===== TEXT BLOCK =====
Much of the historic architecture of Northeast Los Angeles embraced the climate with attention to vegetation and a celebration of outdoor living.
The vintage homes of Northeast Los Angeles, NELA, present a delightful overview of the area’s past. But that past was about more than the buildings: the surrounding landscapes were a significant part of the design and what living in LA meant a few generations ago.
The Victorian homes in Mt. Washington and Glassell Park are from an age when nature was expected to surround those wrap-around porches. Craftsman bungalow homes in Pasadena too were defined by their front porches, an invitation to homeowners in Eagle Rock and Hermon to spend more time outdoors. The Mid Century Moderns sprinkled about NELA have large, sometimes floor-to-ceiling windows that blur the distinctions between outdoors and inside.
This landscape history receives codified protection and guidance in the Highland Park-Garvanza HPOZ, or Historic Preservation Overlay Zone. It elevates hardscape features such as historic fencing, natural topography (such as rock outcropping on hillsides) and the softscape elements that include prominent trees and other vegetation that has survived time and which were known to be in predominant use in the time period when the houses and commercial structures were built. In some neighborhoods, where “recurring historic plantings exist” (such as rows of a certain type of tree), “efforts should be made to reintroduce similar landscape elements,” says the HPOZ Preservation Plan.
But it’s impossible to have any discussion on landscaping in LA without including the issue of and mitigation efforts toward drought conditions. The winter of 2016-2017 have restored much of the moisture that was absent in the previous five years, but both the city and the state continue to push for drought tolerant landscape. Governor Jerry Brown reiterated a commitment to water-wise landscaping through such things as the California Water Action Plan, the Sustainable Groundwater Management Act, and rebates to residents for replacing turf grass with drought-tolerant vegetation and permeable materials such as mulch or small rocks.
===== RECORDED INFORMATION =====
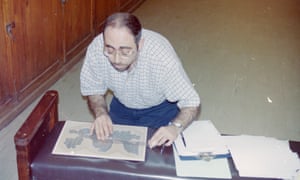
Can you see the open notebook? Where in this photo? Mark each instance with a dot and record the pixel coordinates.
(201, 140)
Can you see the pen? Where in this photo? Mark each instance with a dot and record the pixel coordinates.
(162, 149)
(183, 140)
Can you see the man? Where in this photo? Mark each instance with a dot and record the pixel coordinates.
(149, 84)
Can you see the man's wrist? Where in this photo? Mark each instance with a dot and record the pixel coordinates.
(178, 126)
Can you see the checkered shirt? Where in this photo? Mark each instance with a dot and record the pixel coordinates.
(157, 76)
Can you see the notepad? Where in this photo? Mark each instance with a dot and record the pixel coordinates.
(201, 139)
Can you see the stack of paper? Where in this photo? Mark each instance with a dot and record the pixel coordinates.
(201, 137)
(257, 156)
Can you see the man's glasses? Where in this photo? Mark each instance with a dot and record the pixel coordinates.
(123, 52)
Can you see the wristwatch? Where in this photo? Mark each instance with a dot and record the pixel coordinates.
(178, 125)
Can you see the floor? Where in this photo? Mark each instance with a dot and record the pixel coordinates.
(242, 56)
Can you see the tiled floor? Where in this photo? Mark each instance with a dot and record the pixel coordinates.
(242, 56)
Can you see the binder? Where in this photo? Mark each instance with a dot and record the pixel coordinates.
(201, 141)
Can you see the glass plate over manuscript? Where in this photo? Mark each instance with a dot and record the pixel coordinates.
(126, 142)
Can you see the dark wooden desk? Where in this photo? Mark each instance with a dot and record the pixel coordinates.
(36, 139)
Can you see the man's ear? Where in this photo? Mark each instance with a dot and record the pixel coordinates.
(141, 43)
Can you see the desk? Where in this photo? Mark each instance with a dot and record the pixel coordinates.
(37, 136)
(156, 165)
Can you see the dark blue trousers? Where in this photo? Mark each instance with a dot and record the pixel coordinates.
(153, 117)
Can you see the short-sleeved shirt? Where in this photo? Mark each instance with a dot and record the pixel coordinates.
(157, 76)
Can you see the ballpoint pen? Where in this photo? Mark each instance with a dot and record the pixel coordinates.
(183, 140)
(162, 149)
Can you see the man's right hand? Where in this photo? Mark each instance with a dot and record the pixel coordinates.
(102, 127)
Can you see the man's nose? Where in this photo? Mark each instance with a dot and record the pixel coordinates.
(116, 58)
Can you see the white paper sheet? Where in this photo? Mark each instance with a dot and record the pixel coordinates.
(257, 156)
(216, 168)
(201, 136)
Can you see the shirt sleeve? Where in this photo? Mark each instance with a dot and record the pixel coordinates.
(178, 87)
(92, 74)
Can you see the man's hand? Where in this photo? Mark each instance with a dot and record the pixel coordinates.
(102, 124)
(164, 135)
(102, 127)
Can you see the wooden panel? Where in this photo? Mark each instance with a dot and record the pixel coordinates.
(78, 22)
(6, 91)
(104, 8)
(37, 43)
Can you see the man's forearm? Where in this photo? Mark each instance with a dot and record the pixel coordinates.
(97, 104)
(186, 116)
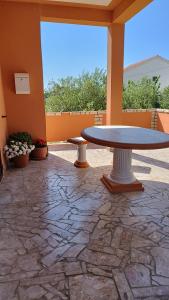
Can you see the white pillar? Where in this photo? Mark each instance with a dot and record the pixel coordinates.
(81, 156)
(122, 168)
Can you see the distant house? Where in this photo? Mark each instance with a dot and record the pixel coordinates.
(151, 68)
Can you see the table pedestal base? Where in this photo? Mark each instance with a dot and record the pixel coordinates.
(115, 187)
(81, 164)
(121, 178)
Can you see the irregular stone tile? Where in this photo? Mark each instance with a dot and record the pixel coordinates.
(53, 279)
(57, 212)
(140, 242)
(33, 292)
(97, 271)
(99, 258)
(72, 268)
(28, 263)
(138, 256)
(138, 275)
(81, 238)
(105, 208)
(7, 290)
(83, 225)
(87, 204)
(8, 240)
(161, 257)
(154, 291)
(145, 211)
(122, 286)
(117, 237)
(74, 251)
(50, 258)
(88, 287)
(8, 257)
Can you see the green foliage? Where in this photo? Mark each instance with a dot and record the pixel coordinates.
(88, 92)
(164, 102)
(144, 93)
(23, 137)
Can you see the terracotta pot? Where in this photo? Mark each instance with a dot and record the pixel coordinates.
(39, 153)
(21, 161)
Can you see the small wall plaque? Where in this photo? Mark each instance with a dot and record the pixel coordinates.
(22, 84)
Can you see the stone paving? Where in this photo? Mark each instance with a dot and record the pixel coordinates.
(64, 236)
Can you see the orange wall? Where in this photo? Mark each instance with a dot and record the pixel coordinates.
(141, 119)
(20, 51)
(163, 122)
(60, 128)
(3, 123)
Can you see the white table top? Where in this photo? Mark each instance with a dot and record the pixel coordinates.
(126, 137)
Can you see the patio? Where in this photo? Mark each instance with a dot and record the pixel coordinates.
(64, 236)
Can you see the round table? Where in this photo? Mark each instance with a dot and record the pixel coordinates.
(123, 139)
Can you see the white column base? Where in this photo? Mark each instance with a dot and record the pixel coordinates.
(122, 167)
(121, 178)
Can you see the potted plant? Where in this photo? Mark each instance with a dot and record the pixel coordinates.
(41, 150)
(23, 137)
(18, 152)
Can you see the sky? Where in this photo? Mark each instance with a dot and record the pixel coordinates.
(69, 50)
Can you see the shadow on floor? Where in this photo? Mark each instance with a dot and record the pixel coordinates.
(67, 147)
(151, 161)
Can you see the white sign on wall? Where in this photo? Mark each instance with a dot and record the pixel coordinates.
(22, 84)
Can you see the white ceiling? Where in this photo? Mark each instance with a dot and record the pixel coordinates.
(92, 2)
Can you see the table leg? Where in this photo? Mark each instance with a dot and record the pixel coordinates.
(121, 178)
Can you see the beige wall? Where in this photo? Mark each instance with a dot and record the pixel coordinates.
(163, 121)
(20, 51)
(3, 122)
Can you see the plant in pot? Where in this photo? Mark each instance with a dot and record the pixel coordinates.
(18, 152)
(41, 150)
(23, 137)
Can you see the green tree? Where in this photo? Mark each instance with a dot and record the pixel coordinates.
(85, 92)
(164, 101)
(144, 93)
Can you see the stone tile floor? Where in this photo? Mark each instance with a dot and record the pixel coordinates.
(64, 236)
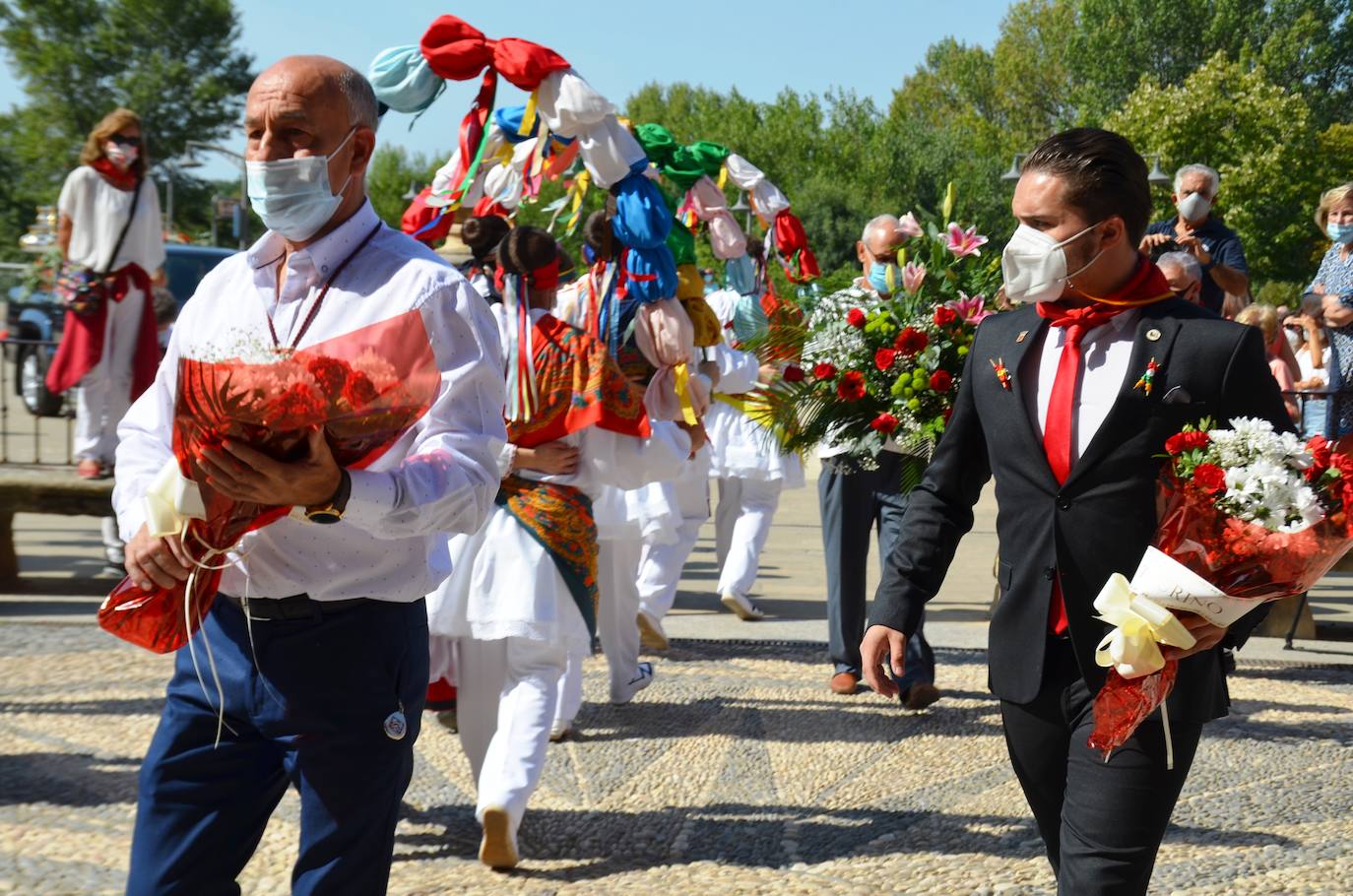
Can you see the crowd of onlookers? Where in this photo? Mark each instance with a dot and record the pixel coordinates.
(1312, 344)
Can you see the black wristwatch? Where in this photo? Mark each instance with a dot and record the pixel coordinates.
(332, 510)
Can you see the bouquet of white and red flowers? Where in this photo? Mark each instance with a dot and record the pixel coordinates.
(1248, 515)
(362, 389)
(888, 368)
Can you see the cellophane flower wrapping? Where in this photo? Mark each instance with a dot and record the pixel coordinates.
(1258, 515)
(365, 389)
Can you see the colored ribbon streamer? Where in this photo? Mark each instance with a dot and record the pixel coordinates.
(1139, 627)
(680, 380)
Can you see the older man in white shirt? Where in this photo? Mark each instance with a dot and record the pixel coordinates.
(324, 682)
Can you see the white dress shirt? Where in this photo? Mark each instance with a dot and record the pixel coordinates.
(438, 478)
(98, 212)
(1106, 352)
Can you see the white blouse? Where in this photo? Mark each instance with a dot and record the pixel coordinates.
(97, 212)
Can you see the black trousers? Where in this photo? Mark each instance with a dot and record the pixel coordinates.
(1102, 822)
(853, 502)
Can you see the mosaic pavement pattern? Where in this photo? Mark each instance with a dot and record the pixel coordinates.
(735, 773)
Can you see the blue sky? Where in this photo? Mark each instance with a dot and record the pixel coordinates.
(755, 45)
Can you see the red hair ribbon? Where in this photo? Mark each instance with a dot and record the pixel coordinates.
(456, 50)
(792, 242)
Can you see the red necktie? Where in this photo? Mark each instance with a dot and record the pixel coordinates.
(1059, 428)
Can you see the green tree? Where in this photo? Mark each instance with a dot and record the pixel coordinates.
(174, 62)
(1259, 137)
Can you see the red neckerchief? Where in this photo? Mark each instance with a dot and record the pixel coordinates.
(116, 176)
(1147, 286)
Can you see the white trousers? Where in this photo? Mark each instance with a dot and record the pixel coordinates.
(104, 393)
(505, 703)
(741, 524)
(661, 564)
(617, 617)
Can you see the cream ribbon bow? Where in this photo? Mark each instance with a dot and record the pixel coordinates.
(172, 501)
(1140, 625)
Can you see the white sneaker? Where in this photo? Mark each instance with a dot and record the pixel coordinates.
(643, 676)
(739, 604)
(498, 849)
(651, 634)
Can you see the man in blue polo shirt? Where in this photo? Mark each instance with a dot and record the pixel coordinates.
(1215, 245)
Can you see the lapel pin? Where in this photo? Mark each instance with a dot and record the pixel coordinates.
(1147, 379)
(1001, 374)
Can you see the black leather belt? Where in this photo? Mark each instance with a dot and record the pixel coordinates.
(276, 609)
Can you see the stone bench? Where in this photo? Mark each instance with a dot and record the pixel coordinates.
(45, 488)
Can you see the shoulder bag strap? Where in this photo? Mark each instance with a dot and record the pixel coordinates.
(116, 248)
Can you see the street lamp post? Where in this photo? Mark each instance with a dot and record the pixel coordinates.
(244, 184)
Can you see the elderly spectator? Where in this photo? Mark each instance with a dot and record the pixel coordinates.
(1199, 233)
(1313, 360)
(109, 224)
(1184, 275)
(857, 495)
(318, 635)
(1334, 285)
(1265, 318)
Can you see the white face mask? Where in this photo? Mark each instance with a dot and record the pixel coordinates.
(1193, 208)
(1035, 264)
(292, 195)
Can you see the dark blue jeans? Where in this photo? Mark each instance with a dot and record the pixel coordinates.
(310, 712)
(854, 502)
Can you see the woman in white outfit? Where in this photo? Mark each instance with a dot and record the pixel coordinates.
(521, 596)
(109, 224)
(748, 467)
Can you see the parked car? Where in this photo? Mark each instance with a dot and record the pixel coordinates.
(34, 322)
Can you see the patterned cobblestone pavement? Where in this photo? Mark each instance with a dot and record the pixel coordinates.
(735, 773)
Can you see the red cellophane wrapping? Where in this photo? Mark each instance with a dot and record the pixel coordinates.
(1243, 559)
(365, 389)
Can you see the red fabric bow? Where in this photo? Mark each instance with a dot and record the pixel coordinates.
=====
REQUESTS -
• 1. Answer these questions from the Northeast Los Angeles text:
(a) In which two areas are the Victorian homes located?
(b) What does HPOZ stand for?
(c) Which winter restored much of the missing moisture?
• 2. Reproduce word for word the part of the Northeast Los Angeles text starting at "The vintage homes" and ending at "outdoors and inside.".
This material plays no part in the work here.

RESULTS FOR THE EXERCISE -
• 1.
(a) Mt. Washington and Glassell Park
(b) Historic Preservation Overlay Zone
(c) The winter of 2016-2017

• 2.
The vintage homes of Northeast Los Angeles, NELA, present a delightful overview of the area’s past. But that past was about more than the buildings: the surrounding landscapes were a significant part of the design and what living in LA meant a few generations ago.
The Victorian homes in Mt. Washington and Glassell Park are from an age when nature was expected to surround those wrap-around porches. Craftsman bungalow homes in Pasadena too were defined by their front porches, an invitation to homeowners in Eagle Rock and Hermon to spend more time outdoors. The Mid Century Moderns sprinkled about NELA have large, sometimes floor-to-ceiling windows that blur the distinctions between outdoors and inside.